* PROVIDED PASSAGE:
--- --- ---
52 Weeks of Healthy Eating- Week 13- It is Not as Easy as Calorie in/Calorie Out

52 Weeks of Healthy Eating- Week 13- It is Not as Easy as Calorie in/Calorie Out March 28, 2021

I am guilty. I have said this too often to clients knowing full well that it is much more complicated than this. In the American Council of Exercise(ACE)’s March 2021 issue of Certified, Daniel Green visits this conventional wisdom and shows how much more complicated weight loss is. This will be a critique of Green’s article.

For many years, many, myself included have engaged in reductionist logic regarding weight loss. As I have gotten older and more educated, I have come to realize that there are many factors as to why a person is over fat and how some of these factors are out of that person’s control. As a mental health clinician, I also understand how unmitigated and untreated mental illness can also lead to obesity and other deterrants to optimal health. I am often fond of saying, much to my wife’s chagrin that depression is a progressive disease. Isolation then sedentary living, stress eating are not usually the first signs of a depressive episdode, but will eventually show themselves as the depression worsens. As one disengages from the world and maybe anxiety sets in, thinking errors around how the person percieves the world will cause one to get deeper into the throes of depression.

With this understanding of depression, let’s look at the classic tome, eat less and move more. “”The problem with the balance sheet approach to weight loss,” says Cedric X. Bryant, PhD, ACE’s president and chief science officer, “is that every person’s response is going to be different.” Two individuals of the same sex, weight and age can follow the same dietary pattern and physical-activity program and see very different results due to hormonal, metabolic and genetic differences“(Green, 2021). Add to the equation, mental health concerns and daily stressors and you can see how complicated this can get. Also pointed out by Green and I would completly agree that the calories in/calories out narrative places the blame on the person trying to manage their weight.

Challenging the narrative, I try and move the client away from this narrative and help them think critically about their relationship with food, realistically about their mental health, mindfully about genetic factors and compassionately and gracefully about body image. Following thsi approach, I find that I am in allignment with ACE’s Mover Method (https://www.acefitness.org/about-ace/ace-mover-method/).
--- --- ---
* WHAT YOU WILL DO:
**a)** From the Week 13 post, list each way the writer helps clients think about themselves, along with what that thinking concerns.
**b)** According to the Week 13 post, where did Daniel Green's article appear?
**c)** Summarize the Week 13 post in two sentences.
--- --- ---
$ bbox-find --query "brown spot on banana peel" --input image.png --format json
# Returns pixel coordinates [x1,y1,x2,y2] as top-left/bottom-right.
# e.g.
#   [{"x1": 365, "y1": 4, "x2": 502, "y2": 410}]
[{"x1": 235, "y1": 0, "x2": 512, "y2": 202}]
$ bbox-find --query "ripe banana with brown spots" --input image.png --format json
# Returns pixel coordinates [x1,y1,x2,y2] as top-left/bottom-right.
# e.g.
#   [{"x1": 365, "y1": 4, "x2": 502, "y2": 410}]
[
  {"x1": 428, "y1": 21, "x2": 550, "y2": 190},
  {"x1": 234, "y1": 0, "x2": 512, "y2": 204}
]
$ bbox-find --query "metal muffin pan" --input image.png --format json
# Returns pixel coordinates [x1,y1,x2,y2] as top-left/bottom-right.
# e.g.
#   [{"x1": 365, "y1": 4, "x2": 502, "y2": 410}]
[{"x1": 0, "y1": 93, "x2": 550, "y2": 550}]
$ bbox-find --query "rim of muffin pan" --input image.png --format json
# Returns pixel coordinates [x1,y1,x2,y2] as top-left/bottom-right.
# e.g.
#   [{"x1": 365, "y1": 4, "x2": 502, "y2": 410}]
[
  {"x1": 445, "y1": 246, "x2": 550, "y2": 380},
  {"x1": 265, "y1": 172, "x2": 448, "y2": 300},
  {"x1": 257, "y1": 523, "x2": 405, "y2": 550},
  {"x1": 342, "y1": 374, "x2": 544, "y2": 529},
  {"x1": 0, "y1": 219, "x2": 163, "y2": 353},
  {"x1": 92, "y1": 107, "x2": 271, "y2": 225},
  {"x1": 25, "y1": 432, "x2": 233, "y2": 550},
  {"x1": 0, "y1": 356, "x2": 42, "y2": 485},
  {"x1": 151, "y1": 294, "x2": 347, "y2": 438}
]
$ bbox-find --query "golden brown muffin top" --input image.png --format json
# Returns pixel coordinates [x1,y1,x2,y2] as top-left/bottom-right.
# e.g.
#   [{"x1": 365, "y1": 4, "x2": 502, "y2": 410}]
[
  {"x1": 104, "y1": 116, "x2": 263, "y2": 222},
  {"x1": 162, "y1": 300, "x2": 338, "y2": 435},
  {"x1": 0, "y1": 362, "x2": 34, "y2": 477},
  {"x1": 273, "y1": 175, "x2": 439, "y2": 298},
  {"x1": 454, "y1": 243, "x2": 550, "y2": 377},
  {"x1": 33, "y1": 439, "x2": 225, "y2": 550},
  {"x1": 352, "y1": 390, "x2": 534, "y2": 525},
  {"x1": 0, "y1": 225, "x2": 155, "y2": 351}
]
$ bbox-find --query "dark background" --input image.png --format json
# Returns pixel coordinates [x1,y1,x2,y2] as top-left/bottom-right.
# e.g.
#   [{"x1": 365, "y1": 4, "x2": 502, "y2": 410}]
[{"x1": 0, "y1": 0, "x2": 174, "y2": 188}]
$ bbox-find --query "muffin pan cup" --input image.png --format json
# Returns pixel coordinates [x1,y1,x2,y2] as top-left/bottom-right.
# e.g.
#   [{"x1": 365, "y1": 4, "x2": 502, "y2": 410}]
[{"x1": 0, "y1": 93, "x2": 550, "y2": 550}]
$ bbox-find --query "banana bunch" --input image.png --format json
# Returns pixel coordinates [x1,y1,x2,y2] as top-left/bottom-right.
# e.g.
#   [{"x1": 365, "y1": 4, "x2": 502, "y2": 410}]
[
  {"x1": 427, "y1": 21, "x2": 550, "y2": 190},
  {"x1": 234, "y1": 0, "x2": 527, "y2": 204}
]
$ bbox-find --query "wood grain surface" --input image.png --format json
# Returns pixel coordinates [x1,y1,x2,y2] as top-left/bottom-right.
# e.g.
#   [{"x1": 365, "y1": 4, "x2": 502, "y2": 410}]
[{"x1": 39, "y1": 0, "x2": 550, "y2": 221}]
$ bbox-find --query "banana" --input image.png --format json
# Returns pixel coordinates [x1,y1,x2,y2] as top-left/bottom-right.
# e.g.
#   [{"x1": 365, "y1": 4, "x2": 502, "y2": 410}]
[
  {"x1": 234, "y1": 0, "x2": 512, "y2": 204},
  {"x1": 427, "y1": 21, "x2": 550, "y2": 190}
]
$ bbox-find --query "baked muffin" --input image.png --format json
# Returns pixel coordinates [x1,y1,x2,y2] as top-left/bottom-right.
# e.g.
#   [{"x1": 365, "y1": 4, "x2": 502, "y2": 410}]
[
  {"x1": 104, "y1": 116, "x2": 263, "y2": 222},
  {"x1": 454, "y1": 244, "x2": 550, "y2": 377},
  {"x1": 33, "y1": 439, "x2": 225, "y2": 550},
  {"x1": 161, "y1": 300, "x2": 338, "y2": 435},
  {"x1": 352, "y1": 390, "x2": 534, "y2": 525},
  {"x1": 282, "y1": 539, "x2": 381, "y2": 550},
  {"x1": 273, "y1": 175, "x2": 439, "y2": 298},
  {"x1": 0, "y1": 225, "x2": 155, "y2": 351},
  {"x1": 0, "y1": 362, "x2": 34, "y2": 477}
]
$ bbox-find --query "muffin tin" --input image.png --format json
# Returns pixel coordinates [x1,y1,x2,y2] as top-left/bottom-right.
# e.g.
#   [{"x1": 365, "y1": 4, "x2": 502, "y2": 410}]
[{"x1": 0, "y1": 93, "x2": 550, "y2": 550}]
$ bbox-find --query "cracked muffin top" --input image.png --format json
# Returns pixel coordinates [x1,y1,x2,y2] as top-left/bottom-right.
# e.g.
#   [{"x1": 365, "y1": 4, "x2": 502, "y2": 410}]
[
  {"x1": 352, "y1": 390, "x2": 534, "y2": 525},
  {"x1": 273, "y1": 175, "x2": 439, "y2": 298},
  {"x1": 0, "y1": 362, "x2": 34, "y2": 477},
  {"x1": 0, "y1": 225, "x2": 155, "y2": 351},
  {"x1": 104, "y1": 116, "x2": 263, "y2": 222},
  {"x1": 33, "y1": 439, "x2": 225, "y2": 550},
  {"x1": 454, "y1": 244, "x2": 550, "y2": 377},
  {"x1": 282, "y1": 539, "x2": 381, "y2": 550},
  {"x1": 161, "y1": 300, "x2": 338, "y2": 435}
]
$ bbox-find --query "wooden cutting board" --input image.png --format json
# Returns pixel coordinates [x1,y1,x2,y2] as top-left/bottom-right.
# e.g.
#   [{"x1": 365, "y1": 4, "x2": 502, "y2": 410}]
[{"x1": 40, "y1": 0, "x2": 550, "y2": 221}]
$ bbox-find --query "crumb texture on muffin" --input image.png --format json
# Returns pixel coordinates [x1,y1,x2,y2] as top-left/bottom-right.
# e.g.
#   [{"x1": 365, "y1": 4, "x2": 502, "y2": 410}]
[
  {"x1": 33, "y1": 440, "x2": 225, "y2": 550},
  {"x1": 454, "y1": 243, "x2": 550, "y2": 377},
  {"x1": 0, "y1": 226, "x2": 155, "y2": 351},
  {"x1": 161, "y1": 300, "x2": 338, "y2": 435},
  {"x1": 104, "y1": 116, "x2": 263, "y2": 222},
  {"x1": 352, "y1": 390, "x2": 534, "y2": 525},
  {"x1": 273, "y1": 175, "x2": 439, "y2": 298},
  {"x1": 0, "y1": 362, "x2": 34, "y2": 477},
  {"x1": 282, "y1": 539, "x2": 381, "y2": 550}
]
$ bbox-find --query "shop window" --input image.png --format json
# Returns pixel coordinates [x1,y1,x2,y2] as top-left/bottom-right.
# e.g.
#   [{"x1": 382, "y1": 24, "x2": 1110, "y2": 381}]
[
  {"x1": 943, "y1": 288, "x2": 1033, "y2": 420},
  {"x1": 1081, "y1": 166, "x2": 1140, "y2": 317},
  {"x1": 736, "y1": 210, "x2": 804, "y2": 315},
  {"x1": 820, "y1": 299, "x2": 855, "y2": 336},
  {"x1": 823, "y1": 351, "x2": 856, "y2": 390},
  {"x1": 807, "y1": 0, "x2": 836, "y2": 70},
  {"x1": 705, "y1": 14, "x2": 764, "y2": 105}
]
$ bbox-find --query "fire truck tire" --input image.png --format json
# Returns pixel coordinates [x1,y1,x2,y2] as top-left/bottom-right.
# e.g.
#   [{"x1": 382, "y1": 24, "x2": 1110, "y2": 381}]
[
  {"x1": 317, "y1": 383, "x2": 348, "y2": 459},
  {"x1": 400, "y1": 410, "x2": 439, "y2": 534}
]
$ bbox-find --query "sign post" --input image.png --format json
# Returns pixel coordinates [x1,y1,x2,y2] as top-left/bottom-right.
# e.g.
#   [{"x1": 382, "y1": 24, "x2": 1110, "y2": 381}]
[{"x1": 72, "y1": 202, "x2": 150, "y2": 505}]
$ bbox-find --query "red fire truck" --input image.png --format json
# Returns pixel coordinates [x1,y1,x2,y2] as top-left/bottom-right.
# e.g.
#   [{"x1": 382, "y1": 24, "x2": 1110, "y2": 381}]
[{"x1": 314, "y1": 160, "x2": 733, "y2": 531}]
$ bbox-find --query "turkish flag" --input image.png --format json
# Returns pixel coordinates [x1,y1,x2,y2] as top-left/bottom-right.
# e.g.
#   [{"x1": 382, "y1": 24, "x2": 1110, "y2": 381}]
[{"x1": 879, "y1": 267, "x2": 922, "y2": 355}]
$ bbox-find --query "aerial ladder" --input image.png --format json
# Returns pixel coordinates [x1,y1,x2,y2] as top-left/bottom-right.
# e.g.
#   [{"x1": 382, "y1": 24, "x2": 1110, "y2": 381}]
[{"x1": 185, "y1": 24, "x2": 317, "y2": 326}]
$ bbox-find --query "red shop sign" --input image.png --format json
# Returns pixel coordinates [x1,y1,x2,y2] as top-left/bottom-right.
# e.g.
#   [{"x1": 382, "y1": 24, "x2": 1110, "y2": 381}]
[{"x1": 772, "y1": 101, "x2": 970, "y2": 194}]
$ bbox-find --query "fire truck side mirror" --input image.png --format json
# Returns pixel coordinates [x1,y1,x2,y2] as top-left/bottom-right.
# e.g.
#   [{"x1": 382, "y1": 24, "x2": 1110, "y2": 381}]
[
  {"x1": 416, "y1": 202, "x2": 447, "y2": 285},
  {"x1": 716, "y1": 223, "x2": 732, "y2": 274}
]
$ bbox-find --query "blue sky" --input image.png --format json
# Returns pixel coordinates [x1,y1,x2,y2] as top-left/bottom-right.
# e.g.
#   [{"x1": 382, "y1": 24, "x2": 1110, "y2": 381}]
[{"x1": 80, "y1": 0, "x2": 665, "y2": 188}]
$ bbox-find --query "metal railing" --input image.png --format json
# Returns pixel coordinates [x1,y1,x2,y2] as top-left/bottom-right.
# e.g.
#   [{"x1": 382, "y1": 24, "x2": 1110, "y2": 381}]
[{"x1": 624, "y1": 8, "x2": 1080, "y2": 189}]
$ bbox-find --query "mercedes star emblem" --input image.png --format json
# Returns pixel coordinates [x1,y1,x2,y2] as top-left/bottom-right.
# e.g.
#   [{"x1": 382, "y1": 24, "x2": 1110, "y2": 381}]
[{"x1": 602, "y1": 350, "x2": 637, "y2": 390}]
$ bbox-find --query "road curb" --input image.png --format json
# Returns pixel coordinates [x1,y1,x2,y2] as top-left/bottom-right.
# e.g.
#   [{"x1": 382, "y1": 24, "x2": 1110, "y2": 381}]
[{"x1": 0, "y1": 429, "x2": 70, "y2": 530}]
--- --- ---
* SET OF ANSWERS:
**a)**
- Critically, about their relationship with food
- Realistically, about their mental health
- Mindfully, about genetic factors
- Compassionately and gracefully, about body image

**b)** In the American Council of Exercise's March 2021 issue of Certified.

**c)** The writer, a mental health clinician, critiques Daniel Green's article showing that weight loss is more complicated than calories in/calories out, since hormonal, metabolic and genetic differences, mental health concerns and daily stressors affect results, and that narrative places the blame on the person. Instead, the writer helps clients think critically about food, realistically about mental health, mindfully about genetics and compassionately about body image, an approach in alignment with ACE's Mover Method.